# Start of The data

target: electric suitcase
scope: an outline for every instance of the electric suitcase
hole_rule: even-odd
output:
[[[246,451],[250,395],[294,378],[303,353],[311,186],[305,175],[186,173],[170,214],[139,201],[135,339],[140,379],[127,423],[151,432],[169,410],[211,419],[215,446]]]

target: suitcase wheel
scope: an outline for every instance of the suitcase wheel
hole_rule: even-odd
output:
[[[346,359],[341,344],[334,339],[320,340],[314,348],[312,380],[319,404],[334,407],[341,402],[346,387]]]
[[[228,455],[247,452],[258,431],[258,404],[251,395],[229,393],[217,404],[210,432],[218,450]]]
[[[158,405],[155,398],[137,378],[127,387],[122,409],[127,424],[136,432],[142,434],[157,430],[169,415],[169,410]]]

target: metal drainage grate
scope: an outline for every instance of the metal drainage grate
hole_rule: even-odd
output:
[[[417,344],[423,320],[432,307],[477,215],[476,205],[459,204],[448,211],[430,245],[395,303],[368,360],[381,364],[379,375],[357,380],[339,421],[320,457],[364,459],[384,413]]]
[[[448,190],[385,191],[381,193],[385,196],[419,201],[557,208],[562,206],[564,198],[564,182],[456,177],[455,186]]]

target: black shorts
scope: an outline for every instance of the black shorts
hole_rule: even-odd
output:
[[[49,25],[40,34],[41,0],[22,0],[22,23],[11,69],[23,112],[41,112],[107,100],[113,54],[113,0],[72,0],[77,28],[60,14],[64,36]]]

# End of The data
# Start of The data

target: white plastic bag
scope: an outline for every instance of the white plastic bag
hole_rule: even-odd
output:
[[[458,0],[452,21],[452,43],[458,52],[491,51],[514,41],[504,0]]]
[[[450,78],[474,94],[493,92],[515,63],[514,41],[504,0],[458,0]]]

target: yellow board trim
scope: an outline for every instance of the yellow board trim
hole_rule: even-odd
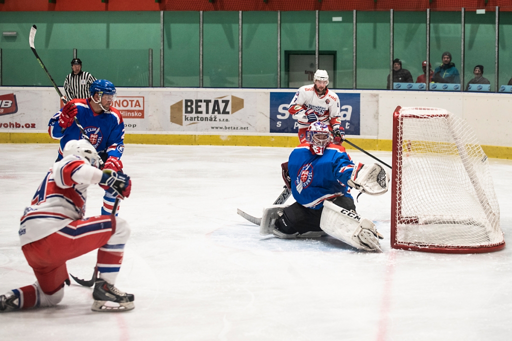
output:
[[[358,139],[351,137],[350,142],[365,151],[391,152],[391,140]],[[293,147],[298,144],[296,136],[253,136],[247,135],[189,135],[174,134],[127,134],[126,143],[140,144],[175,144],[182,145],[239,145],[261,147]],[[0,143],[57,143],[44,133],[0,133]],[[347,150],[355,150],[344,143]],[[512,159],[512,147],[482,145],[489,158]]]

# End of The data
# Start of The data

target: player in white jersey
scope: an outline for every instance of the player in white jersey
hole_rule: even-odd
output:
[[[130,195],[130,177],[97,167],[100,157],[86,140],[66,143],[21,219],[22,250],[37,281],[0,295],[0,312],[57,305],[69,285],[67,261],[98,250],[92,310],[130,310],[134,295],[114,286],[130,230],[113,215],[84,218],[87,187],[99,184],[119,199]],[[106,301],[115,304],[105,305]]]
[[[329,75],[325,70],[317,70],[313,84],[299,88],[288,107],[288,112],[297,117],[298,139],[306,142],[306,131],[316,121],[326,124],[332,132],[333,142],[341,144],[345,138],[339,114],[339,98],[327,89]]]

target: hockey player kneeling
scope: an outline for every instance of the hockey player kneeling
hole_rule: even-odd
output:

# End of The data

#### [Your instructions]
Reproduce the stretch of the items above from the line containing "target: white plastic bag" through the line containing "[[[450,78],[474,94],[493,92],[515,63],[514,41],[504,0],[458,0]]]", copying each line as it appears and including both end lines.

#### [Final result]
target: white plastic bag
scope: an outline for every instance of the white plastic bag
hole_rule: even-odd
output:
[[[458,0],[452,21],[452,43],[458,52],[491,51],[514,41],[504,0]]]
[[[450,78],[474,94],[493,92],[515,63],[514,41],[504,0],[458,0]]]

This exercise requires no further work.